## What you should do
Extract all records. Keep each one exact.

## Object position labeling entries
──────

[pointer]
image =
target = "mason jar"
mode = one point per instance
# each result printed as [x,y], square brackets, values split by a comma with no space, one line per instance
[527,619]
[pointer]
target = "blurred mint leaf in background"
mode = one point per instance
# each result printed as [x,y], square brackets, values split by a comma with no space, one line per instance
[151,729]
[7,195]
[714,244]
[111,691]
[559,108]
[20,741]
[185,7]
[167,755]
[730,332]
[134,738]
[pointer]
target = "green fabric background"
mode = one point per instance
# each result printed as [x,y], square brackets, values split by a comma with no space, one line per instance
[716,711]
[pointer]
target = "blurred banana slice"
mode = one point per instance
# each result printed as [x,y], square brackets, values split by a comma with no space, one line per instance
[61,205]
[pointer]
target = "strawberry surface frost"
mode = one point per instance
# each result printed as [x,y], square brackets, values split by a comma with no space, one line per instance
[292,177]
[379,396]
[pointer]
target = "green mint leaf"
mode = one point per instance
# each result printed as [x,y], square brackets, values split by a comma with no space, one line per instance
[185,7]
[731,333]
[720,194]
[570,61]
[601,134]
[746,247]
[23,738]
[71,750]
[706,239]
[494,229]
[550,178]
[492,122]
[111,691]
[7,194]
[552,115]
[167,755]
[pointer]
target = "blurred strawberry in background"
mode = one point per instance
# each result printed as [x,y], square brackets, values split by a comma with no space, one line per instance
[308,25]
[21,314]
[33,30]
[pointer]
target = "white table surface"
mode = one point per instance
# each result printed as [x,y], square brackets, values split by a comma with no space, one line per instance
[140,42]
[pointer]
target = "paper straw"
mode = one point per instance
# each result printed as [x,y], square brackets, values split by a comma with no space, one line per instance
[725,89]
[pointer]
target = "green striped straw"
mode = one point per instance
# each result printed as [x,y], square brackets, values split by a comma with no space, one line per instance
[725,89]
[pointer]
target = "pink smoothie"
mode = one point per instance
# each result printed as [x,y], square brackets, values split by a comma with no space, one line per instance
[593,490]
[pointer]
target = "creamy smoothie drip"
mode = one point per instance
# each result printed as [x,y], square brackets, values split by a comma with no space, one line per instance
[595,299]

──────

## The result
[pointer]
image =
target = "mason jar"
mode = one point per instance
# each result printed as [x,y], square brackets, values split by a comma with no space, one line per instance
[527,619]
[pointer]
target = "blurred mint leaf in background"
mode = one point per instance
# each result printed as [x,y], square brackets, values split by a comma with no space, one line per instance
[151,729]
[7,195]
[714,244]
[111,691]
[559,108]
[20,741]
[185,7]
[167,755]
[730,332]
[134,738]
[pointer]
target = "green fabric background"
mode = one point per instance
# each result printed as [x,y], square brackets, values split by a comma with no space, one line per instance
[716,711]
[pointer]
target = "blurred banana slice"
mode = one point per instance
# each result printed as [x,y], square brackets, values split by a comma with no space, one line per instance
[61,205]
[pointer]
target = "strawberry surface frost"
mode = one point per instance
# each result printed as [x,y], square brackets, values split by a comma with no space, one line per instance
[292,177]
[379,396]
[pointer]
target = "green mint leaf"
mode = one point per instance
# each result printed as [x,y], square brackets, values split by a comma with no space, one line per instance
[185,7]
[731,333]
[720,194]
[570,61]
[601,134]
[746,247]
[23,738]
[71,750]
[706,239]
[494,229]
[550,178]
[492,122]
[111,691]
[7,194]
[552,115]
[167,755]
[pointer]
target = "blurred strawberry in background"
mode = one point per instance
# each result printed as [x,y], square brackets, values split by a comma with no space, one line per instance
[308,25]
[21,314]
[33,30]
[pointer]
target = "white table surface"
mode = one point per instance
# each result printed as [x,y], square brackets, values split by a comma with no space, one line per instance
[140,42]
[pointer]
target = "paper straw"
mode = one point per instance
# each result printed as [x,y], square brackets, values split by a comma with no space, one line per instance
[725,89]
[pointer]
target = "green striped straw"
mode = one point per instance
# each result printed as [x,y], square brackets, values split by a comma with no space, one line per instance
[725,89]
[pointer]
target = "pink smoothie"
mode = one point per instance
# each result printed as [x,y], square brackets, values split by a comma with no space, one line per instance
[593,490]
[pointer]
target = "creamy smoothie drip"
mode = one point per instance
# each result printed as [x,y], square brackets, values split by a comma with no space, one line per instance
[595,299]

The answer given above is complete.